THE PROBLEM: Beginning with the line where "Locate every instance of the dark jacket" appears, restate the lines word for word through the last one in the listing.

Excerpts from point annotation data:

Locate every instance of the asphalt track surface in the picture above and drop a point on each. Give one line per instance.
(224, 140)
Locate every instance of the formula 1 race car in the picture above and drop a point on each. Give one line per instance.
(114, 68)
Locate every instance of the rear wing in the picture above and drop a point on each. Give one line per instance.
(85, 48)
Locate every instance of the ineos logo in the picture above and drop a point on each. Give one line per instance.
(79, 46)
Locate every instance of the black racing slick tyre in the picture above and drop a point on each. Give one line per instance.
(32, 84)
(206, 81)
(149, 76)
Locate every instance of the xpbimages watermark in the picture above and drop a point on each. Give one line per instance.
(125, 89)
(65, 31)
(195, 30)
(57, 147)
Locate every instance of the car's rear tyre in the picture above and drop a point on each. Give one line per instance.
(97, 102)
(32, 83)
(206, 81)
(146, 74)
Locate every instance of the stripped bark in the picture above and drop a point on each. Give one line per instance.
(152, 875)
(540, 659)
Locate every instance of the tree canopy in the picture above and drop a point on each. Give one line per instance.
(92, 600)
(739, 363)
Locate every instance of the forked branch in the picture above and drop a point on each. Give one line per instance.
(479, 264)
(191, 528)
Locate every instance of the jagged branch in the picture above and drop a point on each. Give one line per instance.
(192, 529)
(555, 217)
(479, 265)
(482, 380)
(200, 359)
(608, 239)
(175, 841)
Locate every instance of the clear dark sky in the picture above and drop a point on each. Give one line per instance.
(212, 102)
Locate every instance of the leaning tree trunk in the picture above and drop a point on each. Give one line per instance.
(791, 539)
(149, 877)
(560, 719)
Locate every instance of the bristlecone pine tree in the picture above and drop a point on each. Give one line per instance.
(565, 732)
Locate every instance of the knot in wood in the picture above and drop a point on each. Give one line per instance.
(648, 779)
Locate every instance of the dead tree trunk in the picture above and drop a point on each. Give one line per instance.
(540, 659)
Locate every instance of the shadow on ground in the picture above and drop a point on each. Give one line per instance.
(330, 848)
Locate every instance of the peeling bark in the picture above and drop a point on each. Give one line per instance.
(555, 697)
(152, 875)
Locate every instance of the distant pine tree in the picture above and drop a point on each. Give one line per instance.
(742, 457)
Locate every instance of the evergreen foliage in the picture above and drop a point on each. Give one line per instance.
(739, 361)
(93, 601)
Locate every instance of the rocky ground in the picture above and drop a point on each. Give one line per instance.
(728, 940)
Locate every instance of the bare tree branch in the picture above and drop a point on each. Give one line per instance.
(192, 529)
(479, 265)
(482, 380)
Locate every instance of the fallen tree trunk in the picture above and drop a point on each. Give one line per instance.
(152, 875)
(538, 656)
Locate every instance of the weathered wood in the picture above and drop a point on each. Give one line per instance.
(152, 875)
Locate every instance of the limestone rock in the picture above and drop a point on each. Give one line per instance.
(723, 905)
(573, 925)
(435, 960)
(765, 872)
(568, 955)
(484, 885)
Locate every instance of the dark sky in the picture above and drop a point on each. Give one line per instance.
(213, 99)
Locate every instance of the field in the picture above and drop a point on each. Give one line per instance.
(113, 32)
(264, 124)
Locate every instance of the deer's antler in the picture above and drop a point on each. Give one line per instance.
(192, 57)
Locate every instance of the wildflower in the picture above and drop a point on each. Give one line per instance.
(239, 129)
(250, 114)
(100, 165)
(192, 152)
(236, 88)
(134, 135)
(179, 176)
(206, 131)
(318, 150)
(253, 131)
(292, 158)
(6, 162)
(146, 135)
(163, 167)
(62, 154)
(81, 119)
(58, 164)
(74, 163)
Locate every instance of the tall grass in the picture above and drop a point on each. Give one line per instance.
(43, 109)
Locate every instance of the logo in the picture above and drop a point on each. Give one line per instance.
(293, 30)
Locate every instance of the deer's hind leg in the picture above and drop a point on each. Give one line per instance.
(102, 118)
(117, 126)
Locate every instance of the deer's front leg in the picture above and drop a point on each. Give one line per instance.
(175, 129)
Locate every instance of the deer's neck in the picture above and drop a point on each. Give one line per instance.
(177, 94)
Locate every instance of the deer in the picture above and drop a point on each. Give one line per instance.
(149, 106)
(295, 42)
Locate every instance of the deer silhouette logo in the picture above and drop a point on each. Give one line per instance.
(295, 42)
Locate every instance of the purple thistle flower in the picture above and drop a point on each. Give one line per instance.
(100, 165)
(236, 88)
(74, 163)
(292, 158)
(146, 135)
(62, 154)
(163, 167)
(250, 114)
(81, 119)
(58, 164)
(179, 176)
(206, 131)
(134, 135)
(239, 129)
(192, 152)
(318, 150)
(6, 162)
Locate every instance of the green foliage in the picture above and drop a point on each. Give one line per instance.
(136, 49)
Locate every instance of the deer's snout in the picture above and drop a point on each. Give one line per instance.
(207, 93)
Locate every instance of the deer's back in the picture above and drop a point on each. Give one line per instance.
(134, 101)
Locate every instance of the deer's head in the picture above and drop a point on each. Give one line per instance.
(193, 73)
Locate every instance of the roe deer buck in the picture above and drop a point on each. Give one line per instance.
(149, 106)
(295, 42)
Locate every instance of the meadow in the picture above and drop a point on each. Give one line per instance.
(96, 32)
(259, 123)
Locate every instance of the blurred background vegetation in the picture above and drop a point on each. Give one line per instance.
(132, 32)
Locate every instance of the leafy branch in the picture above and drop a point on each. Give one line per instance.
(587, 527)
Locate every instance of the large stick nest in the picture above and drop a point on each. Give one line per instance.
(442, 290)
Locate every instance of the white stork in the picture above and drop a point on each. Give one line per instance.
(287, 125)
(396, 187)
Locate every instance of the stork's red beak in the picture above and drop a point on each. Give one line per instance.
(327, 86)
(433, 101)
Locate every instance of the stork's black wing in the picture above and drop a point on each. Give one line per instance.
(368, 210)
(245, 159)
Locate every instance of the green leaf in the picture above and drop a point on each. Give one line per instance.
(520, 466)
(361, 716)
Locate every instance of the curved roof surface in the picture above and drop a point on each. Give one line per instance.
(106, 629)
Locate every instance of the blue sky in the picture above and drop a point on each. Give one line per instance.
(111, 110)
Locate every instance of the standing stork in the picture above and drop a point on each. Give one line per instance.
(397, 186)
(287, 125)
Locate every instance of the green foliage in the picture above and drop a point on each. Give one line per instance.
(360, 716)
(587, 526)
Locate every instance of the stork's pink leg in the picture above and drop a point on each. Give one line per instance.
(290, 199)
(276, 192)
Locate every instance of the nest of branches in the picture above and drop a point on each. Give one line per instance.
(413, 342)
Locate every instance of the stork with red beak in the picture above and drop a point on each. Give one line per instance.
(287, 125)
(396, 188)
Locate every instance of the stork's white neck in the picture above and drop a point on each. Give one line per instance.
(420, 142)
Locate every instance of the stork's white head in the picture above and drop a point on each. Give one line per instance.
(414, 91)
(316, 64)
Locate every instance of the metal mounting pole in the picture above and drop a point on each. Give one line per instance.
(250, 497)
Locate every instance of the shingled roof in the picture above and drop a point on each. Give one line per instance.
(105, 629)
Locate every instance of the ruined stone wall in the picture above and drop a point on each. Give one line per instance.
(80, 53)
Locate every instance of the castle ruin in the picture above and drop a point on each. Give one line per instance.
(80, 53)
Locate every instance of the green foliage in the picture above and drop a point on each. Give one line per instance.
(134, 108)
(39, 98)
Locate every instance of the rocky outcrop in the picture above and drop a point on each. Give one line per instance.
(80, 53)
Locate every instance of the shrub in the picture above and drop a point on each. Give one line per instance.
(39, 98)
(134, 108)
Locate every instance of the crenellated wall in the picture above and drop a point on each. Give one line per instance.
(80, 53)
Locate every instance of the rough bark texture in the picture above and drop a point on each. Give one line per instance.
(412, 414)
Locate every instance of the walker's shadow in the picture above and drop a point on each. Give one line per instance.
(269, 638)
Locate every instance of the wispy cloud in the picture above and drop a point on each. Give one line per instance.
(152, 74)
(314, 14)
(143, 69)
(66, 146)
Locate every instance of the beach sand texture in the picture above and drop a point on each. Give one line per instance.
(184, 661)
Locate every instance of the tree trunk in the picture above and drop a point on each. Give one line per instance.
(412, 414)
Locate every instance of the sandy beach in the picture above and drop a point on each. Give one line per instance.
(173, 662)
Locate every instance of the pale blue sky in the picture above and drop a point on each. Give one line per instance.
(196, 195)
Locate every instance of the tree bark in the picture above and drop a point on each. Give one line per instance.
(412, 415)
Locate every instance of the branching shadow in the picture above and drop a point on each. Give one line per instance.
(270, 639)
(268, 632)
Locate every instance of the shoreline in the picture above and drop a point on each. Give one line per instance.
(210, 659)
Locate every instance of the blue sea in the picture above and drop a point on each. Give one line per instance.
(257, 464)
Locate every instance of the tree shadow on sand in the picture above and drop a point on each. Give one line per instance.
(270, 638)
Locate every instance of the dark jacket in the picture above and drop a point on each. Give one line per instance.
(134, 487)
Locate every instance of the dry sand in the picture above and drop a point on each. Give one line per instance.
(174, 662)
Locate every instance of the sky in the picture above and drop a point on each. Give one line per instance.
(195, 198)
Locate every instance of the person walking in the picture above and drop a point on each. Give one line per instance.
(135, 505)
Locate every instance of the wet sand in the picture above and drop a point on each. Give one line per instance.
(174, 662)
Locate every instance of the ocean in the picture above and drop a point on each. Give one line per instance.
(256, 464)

CORRECT RESPONSE:
Locate every instance of the dark jacket in the picture above and drop a point on each. Give one line per instance.
(134, 487)
Locate every instance of the dry sand in the picture above and drop a point on each. Give one line per instance.
(174, 662)
Locate every instance of the sky in the picture above and drop a point on each. Give one line per instance.
(195, 198)
Locate every instance of the person walking in the picture above and drop a point on each. Give one line per instance.
(135, 505)
Locate every instance of the wet sand in the picture above and drop a point on each. Give one line per instance.
(174, 662)
Locate every instance of the ocean in the picture above and drop a point on each. Give one line per instance.
(256, 464)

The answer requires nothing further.